— Start of GIVEN DATA —

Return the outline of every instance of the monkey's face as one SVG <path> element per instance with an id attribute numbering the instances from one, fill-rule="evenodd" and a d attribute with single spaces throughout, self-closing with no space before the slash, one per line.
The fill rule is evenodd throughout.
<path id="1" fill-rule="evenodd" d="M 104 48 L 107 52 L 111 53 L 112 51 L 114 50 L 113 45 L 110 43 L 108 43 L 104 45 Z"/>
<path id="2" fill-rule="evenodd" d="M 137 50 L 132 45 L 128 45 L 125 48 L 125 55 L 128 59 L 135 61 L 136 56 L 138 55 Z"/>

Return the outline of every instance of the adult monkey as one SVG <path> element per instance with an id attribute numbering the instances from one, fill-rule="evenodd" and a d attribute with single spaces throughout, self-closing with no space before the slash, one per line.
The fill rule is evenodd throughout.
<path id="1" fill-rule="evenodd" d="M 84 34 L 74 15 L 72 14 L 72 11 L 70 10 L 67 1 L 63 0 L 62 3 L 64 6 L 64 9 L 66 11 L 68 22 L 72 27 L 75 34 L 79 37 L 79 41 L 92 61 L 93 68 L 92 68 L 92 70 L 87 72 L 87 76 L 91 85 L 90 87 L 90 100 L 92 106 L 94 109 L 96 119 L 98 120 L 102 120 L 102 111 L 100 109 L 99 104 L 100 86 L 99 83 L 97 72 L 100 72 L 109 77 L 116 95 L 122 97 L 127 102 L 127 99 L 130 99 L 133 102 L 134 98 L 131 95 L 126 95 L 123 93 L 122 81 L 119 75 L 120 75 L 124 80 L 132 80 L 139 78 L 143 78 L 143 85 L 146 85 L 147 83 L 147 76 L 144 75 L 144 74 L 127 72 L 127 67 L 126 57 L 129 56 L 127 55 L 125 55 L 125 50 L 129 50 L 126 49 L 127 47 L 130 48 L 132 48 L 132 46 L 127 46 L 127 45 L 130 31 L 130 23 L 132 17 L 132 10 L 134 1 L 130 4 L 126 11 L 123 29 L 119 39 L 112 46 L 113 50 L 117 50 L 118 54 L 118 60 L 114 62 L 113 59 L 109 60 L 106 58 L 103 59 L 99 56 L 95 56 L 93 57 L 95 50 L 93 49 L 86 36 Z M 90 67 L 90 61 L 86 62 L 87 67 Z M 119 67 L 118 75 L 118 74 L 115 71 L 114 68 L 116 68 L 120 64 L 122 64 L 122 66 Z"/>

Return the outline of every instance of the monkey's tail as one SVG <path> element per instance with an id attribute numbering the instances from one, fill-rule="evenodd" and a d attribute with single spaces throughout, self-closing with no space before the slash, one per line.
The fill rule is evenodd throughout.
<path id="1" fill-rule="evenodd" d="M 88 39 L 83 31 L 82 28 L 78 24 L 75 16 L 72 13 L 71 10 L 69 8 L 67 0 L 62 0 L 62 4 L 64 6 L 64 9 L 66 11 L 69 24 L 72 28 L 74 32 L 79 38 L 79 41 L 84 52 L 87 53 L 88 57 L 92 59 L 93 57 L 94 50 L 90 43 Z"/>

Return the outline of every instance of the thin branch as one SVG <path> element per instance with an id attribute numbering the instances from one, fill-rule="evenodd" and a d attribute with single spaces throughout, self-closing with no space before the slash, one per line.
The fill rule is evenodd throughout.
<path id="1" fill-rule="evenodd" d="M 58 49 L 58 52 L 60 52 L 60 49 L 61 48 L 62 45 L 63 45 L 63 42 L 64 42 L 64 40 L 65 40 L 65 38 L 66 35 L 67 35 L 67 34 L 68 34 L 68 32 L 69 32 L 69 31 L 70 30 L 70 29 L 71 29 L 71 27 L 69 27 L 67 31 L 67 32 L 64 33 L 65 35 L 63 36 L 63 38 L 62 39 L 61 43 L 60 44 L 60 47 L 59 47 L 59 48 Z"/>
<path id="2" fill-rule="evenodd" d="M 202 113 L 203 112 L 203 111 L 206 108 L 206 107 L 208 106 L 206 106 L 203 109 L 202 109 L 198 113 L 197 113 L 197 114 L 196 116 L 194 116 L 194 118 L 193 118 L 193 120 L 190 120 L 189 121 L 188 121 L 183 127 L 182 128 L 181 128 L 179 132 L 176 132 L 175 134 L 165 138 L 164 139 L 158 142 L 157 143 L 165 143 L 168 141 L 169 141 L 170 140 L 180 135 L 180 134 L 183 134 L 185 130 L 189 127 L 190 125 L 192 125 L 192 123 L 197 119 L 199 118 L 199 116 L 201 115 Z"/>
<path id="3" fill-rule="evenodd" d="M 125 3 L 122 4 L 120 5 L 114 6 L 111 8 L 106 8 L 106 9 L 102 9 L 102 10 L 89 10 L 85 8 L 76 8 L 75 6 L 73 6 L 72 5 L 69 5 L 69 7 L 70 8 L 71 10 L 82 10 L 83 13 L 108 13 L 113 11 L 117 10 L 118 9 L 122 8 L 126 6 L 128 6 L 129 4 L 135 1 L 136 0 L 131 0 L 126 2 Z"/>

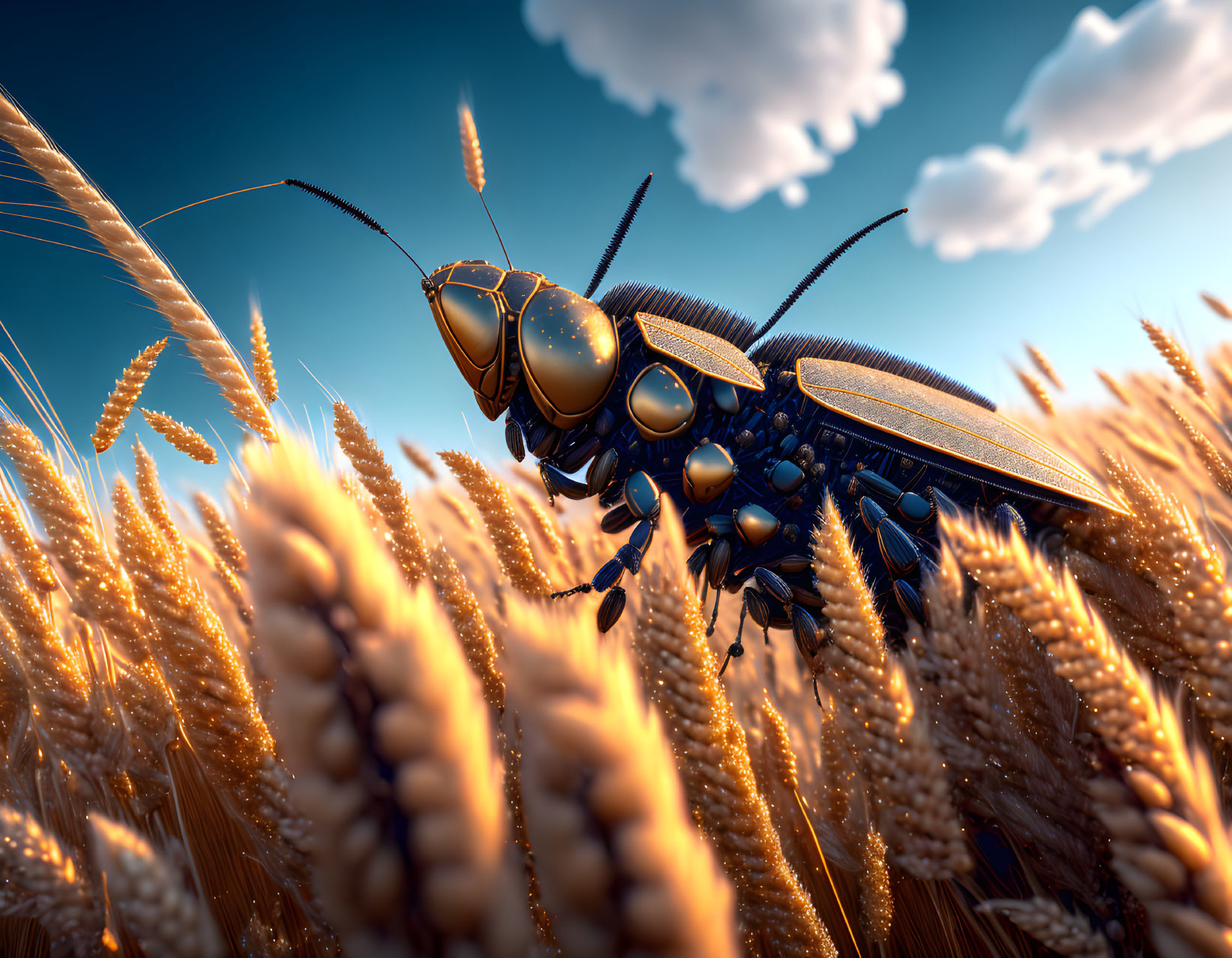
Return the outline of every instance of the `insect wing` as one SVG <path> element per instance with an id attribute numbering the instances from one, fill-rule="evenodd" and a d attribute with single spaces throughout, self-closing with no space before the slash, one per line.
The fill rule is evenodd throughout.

— End of GIVEN DATA —

» EXERCISE OBJECTIVE: Copy out the whole listing exactly, and don't carry over any pictures.

» FULL RESPONSE:
Return the outline of every instance of the monkey's face as one SVG <path> element per instance with an id attribute numbering the instances from one, fill-rule="evenodd" and a d attribute with single spaces throughout, self-closing with no space before the slash, one per line.
The fill rule is evenodd throughout.
<path id="1" fill-rule="evenodd" d="M 104 48 L 107 52 L 111 53 L 112 51 L 114 50 L 113 45 L 110 43 L 108 43 L 104 45 Z"/>
<path id="2" fill-rule="evenodd" d="M 137 50 L 132 45 L 128 45 L 125 48 L 125 55 L 128 59 L 135 61 L 136 56 L 138 55 Z"/>

Return the outline of every instance of the adult monkey as one SVG <path> element per instance with an id attribute numbering the instances from one, fill-rule="evenodd" and a d attribute with single spaces throughout, self-closing with no space before the slash, one per line.
The fill rule is evenodd throughout.
<path id="1" fill-rule="evenodd" d="M 84 34 L 74 15 L 72 14 L 72 11 L 70 10 L 67 1 L 63 0 L 62 3 L 64 6 L 64 9 L 66 11 L 68 22 L 72 27 L 75 34 L 79 37 L 79 41 L 92 61 L 93 68 L 92 68 L 92 70 L 87 72 L 87 76 L 91 85 L 90 87 L 90 100 L 92 106 L 94 109 L 96 119 L 98 120 L 102 120 L 102 111 L 100 109 L 99 104 L 100 86 L 99 83 L 97 72 L 100 72 L 109 77 L 116 95 L 122 97 L 127 102 L 127 99 L 130 99 L 133 102 L 134 98 L 131 95 L 126 95 L 123 93 L 122 81 L 119 75 L 120 75 L 124 80 L 132 80 L 139 78 L 143 78 L 143 85 L 146 85 L 147 83 L 147 76 L 144 75 L 144 74 L 127 72 L 127 67 L 126 57 L 129 56 L 127 55 L 125 55 L 125 50 L 129 50 L 126 49 L 127 47 L 130 48 L 132 48 L 132 46 L 127 46 L 127 45 L 130 31 L 130 23 L 132 17 L 132 10 L 134 1 L 130 4 L 126 11 L 123 29 L 119 39 L 112 46 L 113 50 L 117 50 L 118 54 L 118 60 L 114 62 L 113 59 L 109 60 L 106 58 L 103 59 L 99 56 L 95 56 L 93 57 L 95 50 L 93 49 L 86 36 Z M 90 67 L 90 61 L 86 62 L 87 67 Z M 119 67 L 118 75 L 118 74 L 115 71 L 114 68 L 116 68 L 120 64 L 122 64 L 122 66 Z"/>

Return the outline of every instance of the monkey's tail as one SVG <path> element per instance with an id attribute numbering the instances from one, fill-rule="evenodd" and a d attribute with single spaces throughout, self-closing with no space before the slash, one per line.
The fill rule is evenodd throughout.
<path id="1" fill-rule="evenodd" d="M 88 39 L 83 31 L 82 28 L 78 24 L 75 16 L 72 13 L 71 10 L 69 8 L 67 0 L 62 0 L 62 4 L 64 6 L 64 9 L 66 11 L 69 24 L 72 28 L 74 32 L 79 38 L 79 41 L 84 52 L 87 53 L 88 57 L 92 59 L 93 57 L 94 50 L 90 43 Z"/>

Return the outline of every instance of the thin branch as one SVG <path> element per instance with an id attribute numbering the instances from one, fill-rule="evenodd" and a d attribute with single spaces throughout, self-closing with no space before the slash, one per line.
The fill rule is evenodd throughout.
<path id="1" fill-rule="evenodd" d="M 58 49 L 58 52 L 60 52 L 60 49 L 61 48 L 62 45 L 63 45 L 63 42 L 64 42 L 64 40 L 65 40 L 65 38 L 66 35 L 67 35 L 67 34 L 68 34 L 68 32 L 69 32 L 69 31 L 70 30 L 70 29 L 71 29 L 71 27 L 69 27 L 67 31 L 67 32 L 64 33 L 65 35 L 63 36 L 63 38 L 62 39 L 61 43 L 60 44 L 60 47 L 59 47 L 59 48 Z"/>
<path id="2" fill-rule="evenodd" d="M 202 113 L 203 112 L 203 111 L 206 108 L 206 107 L 208 106 L 206 106 L 203 109 L 202 109 L 198 113 L 197 113 L 197 114 L 196 116 L 194 116 L 194 118 L 193 118 L 193 120 L 190 120 L 189 121 L 188 121 L 183 127 L 182 128 L 181 128 L 179 132 L 176 132 L 175 134 L 165 138 L 164 139 L 158 142 L 157 143 L 165 143 L 168 141 L 169 141 L 170 140 L 180 135 L 180 134 L 183 134 L 185 130 L 189 127 L 190 125 L 192 125 L 192 123 L 197 119 L 199 118 L 199 116 L 201 115 Z"/>
<path id="3" fill-rule="evenodd" d="M 125 3 L 122 4 L 120 5 L 114 6 L 111 8 L 106 8 L 106 9 L 102 9 L 102 10 L 89 10 L 85 8 L 76 8 L 75 6 L 73 6 L 72 5 L 69 5 L 69 7 L 70 8 L 71 10 L 82 10 L 83 13 L 108 13 L 113 11 L 117 10 L 118 9 L 122 8 L 126 6 L 128 6 L 129 4 L 135 1 L 136 0 L 131 0 L 126 2 Z"/>

Return the outline of every instance of the `insect wing` as one SVG <path> element per instance with an id attribute numbering the instances from one, fill-rule="evenodd" and a d attribute with single spaces throughout, self-closing with no space before the slash, one per line.
The fill rule is evenodd throughout.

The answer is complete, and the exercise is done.